REQUIRED TASK: Summarize the excerpt on the Beiersdorf and Evonik research project in two sentences.

The joint research project is being funded by Germany’s Federal Ministry of Education and Research (BMBF) at around €1 million. “This research cooperation fits perfectly with our sustainability agenda, an ambitious programme that we are implementing systematically and across all functions,” said Dr May Shana’a, corporate senior vice-president of research and development at Beiersdorf.
“We are pursuing a vision of becoming climate positive, and we want to play a part in closing the carbon cycle.
“Together with Evonik, we are determining which raw materials can be produced with the aid of artificial photosynthesis and could potentially be suitable for our care products. While this has already been observed in the early stages of several other industries, this application is in its infancy in the cosmetics industry. We are therefore especially proud to be entering into this research partnership.”
Thomas Haas, who is responsible for artificial photosynthesis at Evonik, commented: “By using CO2 as the starting material for the production of valuable raw materials, we can close the carbon cycle – exactly as demonstrated by nature with photosynthesis.”
Evonik is developing the technology platform needed for artificial photosynthesis together with Siemens in the Rheticus project funded by the BMBF. The company believes that the research cooperation launched with Beiersdorf, which is independent of the partnership with Siemens, is an opportunity for the company to expand the future product portfolio for artificial photosynthesis. Haas added: “With Beiersdorf, we have a partner who is joining us in extending the value chain to include sustainable CO2-based products, in the interests of the consumer.”
Along with this project, both companies are partners in the BMBF’s P2X II project in September 2019, as one of the projects of Kopernikus, one of the biggest German research initiatives in the field of energy transition. A total of 24 partners are involved in the P2X II project to develop processes that use renewable energy to produce ‘high-quality products’.

DATA EXCERPTS:
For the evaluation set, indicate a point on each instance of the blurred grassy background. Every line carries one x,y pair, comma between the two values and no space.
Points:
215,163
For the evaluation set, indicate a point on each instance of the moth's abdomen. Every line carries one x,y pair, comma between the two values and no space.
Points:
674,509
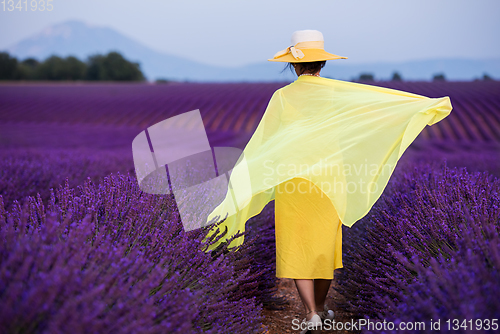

REPLY TO THE TASK: Germany's Federal Ministry of Education and Research is funding a joint project of Beiersdorf and Evonik at around €1 million to determine which raw materials that could suit care products can be produced with artificial photosynthesis, an application still in its infancy in the cosmetics industry. Both companies describe using CO2 as a starting material as a way to close the carbon cycle, and Evonik sees the cooperation, which is independent of its Rheticus partnership with Siemens, as an opportunity to expand its future product portfolio for artificial photosynthesis.